For the record, the historical record...

Socialism’s Record Has Been Pain, Not Gain (Especially for the Poor)

...The difference between market-based and socialist economies is not the presence of redistributive policies per se. For over a century, around the world, market-based economies have taxed and redistributed wealth and provided a host of services such as public education and care for the poor, sick, and elderly. The difference is that in market-based systems, taxation is regarded as an unfortunate burden employed out of necessity to ensure that other priorities are achieved. In contrast, in socialist regimes, taxation is not regarded as an undesirable consequence but as a means to prevent individuals from counterproductively controlling their collective economic destiny.

Socialism’s appeal has always been its false promise to create wealth better than capitalism can....

Not only has socialist theory been wrong about the economic and political fruits of capitalism, but it also failed to see the problems that arise in socialist governments. Socialism’s record has been pain, not gain, especially for the poor. Socialism produced mass starvation in eastern Europe and China as it undermined the ability of farmers to grow and market their crops. In less extreme incarnations, such as the UK in the decades after World War II and before Margaret Thatcher, it stunted growth. In most cases, socialism’s monopoly on economic control also fomented corruption by government officials, as was especially apparent in Latin American and African socialist regimes. The adverse economic consequences of socialism led the Scandinavian countries to dial back their versions of socialism in the past decades. If the United States had imitated Scandinavian-style socialism, the CEA study estimates, our GDP today would be 19 percent lower.

----

* **Task A**
Can you render this sentence from the passage on socialism's record in Spanish: "Socialism’s record has been pain, not gain, especially for the poor."
* **Task B**
Reproduce the stretch of the passage on socialism's record starting with "Socialism’s Record Has Been Pain, Not Gain (Especially" and going on through "collective economic destiny.".
* **Task C**
According to the passage on socialism's record, how much lower does the CEA study estimate U.S. GDP would be today if the United States had imitated Scandinavian-style socialism?
The entries that follow play no part in this work.

----

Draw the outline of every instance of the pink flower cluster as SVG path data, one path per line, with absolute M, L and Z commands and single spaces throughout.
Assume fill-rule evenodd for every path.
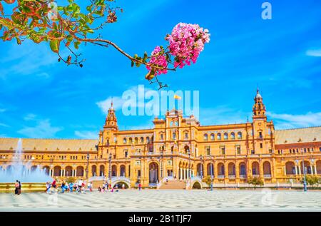
M 164 51 L 160 48 L 159 46 L 156 46 L 153 51 L 151 53 L 152 57 L 151 57 L 151 60 L 149 61 L 150 63 L 156 64 L 158 66 L 162 66 L 164 69 L 160 68 L 154 68 L 155 75 L 160 75 L 161 73 L 167 73 L 167 61 L 166 56 L 164 55 Z M 152 68 L 151 66 L 147 66 L 147 69 L 148 71 L 151 71 Z
M 175 57 L 174 67 L 180 68 L 185 64 L 195 63 L 204 44 L 210 42 L 210 34 L 198 24 L 180 23 L 173 29 L 172 34 L 166 37 L 170 43 L 170 54 Z
M 174 68 L 183 68 L 186 64 L 195 63 L 200 52 L 204 49 L 205 43 L 210 42 L 210 34 L 208 29 L 203 29 L 198 24 L 180 23 L 168 35 L 165 40 L 169 41 L 168 51 L 174 57 Z M 155 68 L 155 75 L 167 73 L 167 66 L 170 61 L 166 58 L 165 50 L 156 46 L 152 52 L 149 63 L 163 66 L 163 69 Z M 151 71 L 151 66 L 147 69 Z

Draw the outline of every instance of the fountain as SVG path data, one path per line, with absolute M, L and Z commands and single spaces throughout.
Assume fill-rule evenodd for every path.
M 19 138 L 10 166 L 6 168 L 6 170 L 1 170 L 0 166 L 0 190 L 1 187 L 2 188 L 4 187 L 7 189 L 11 188 L 11 183 L 14 183 L 16 180 L 26 185 L 28 185 L 28 188 L 32 187 L 32 185 L 44 185 L 46 182 L 53 180 L 44 170 L 37 167 L 31 170 L 31 161 L 24 163 L 22 160 L 22 140 Z

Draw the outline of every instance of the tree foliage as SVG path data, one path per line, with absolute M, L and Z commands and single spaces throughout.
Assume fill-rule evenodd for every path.
M 259 177 L 252 177 L 248 179 L 248 183 L 254 185 L 254 188 L 257 186 L 263 186 L 264 185 L 263 180 Z
M 58 6 L 53 0 L 0 0 L 0 36 L 4 41 L 16 40 L 18 44 L 26 39 L 36 43 L 47 42 L 51 51 L 58 56 L 58 61 L 83 67 L 84 59 L 77 53 L 81 44 L 92 43 L 103 47 L 113 46 L 131 61 L 132 66 L 143 64 L 148 72 L 146 78 L 163 86 L 156 76 L 167 71 L 175 71 L 190 61 L 195 63 L 209 33 L 197 24 L 180 23 L 167 35 L 168 46 L 157 46 L 151 55 L 147 52 L 131 56 L 115 42 L 104 39 L 97 31 L 116 23 L 123 9 L 115 0 L 86 0 L 81 8 L 74 0 L 61 1 Z M 70 52 L 63 58 L 63 49 Z M 154 79 L 154 81 L 152 80 Z
M 305 176 L 305 181 L 307 182 L 307 185 L 314 188 L 317 187 L 321 182 L 321 179 L 317 176 L 313 175 L 308 175 Z M 301 183 L 304 183 L 304 179 L 301 179 Z

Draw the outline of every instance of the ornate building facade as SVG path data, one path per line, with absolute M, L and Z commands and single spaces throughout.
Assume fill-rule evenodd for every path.
M 111 105 L 98 140 L 22 139 L 24 159 L 28 170 L 40 168 L 58 179 L 117 178 L 131 187 L 207 175 L 225 186 L 252 177 L 298 182 L 303 165 L 307 174 L 321 175 L 321 127 L 275 130 L 258 90 L 254 102 L 252 122 L 200 125 L 173 109 L 155 118 L 153 129 L 134 130 L 118 129 Z M 17 142 L 0 138 L 0 170 L 14 170 Z

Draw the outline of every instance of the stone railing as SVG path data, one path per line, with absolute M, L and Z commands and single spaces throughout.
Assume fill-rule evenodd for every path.
M 167 176 L 163 178 L 157 184 L 157 189 L 159 189 L 160 186 L 166 181 L 166 180 L 173 180 L 174 178 L 173 176 Z

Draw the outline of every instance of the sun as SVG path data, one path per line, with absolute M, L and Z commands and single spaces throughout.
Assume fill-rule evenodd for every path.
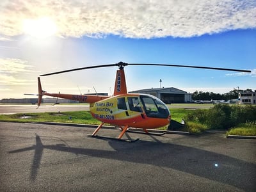
M 57 27 L 53 20 L 48 17 L 25 19 L 23 21 L 23 31 L 36 38 L 44 38 L 54 35 Z

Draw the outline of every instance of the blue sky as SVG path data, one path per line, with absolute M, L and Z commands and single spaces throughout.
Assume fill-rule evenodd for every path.
M 250 74 L 163 67 L 125 68 L 128 91 L 161 86 L 188 92 L 256 90 L 255 1 L 3 1 L 0 99 L 36 93 L 43 74 L 91 65 L 166 63 L 251 70 Z M 42 77 L 43 89 L 108 92 L 115 67 Z

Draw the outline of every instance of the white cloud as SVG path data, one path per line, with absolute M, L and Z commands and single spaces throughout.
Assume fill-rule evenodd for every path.
M 18 72 L 31 72 L 28 61 L 14 58 L 0 58 L 0 68 L 1 73 L 16 74 Z
M 26 73 L 32 73 L 32 66 L 27 61 L 15 58 L 0 58 L 0 85 L 31 85 L 35 80 L 29 80 L 30 76 Z
M 237 72 L 237 73 L 232 73 L 232 74 L 227 74 L 226 76 L 234 76 L 234 77 L 237 77 L 237 76 L 250 76 L 253 77 L 256 77 L 256 68 L 253 68 L 251 70 L 250 73 L 246 73 L 246 72 Z
M 48 17 L 58 35 L 190 37 L 256 28 L 255 0 L 4 0 L 0 34 L 22 34 L 25 19 Z

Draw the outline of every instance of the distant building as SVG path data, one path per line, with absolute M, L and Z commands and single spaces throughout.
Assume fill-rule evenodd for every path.
M 192 93 L 174 87 L 144 89 L 129 93 L 150 94 L 160 99 L 166 104 L 192 102 Z
M 256 90 L 254 92 L 238 93 L 239 104 L 256 104 Z

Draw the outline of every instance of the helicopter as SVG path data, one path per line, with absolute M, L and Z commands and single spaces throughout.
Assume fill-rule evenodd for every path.
M 92 116 L 101 122 L 90 136 L 95 138 L 107 138 L 118 141 L 136 141 L 136 140 L 122 139 L 129 127 L 141 128 L 145 134 L 155 134 L 148 129 L 156 129 L 168 125 L 171 121 L 171 114 L 167 106 L 159 99 L 149 94 L 129 93 L 126 86 L 124 67 L 127 65 L 146 66 L 165 66 L 204 68 L 212 70 L 229 70 L 243 72 L 250 72 L 250 70 L 224 68 L 218 67 L 208 67 L 191 65 L 180 65 L 171 64 L 152 64 L 152 63 L 127 63 L 119 62 L 114 64 L 90 66 L 81 68 L 62 70 L 56 72 L 40 75 L 40 77 L 52 76 L 65 72 L 80 70 L 109 67 L 118 67 L 116 70 L 114 94 L 113 96 L 93 95 L 73 95 L 63 93 L 51 93 L 42 90 L 40 77 L 38 77 L 38 106 L 41 104 L 43 96 L 51 96 L 75 100 L 81 102 L 90 104 L 90 111 Z M 102 127 L 104 124 L 108 124 L 119 127 L 121 132 L 116 138 L 108 138 L 98 136 L 96 134 Z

----

* **Task result A**
El historial del socialismo ha sido de dolor, no de ganancia, especialmente para los pobres.

* **Task result B**
Socialism’s Record Has Been Pain, Not Gain (Especially for the Poor)

...The difference between market-based and socialist economies is not the presence of redistributive policies per se. For over a century, around the world, market-based economies have taxed and redistributed wealth and provided a host of services such as public education and care for the poor, sick, and elderly. The difference is that in market-based systems, taxation is regarded as an unfortunate burden employed out of necessity to ensure that other priorities are achieved. In contrast, in socialist regimes, taxation is not regarded as an undesirable consequence but as a means to prevent individuals from counterproductively controlling their collective economic destiny.

* **Task result C**
19 percent lower.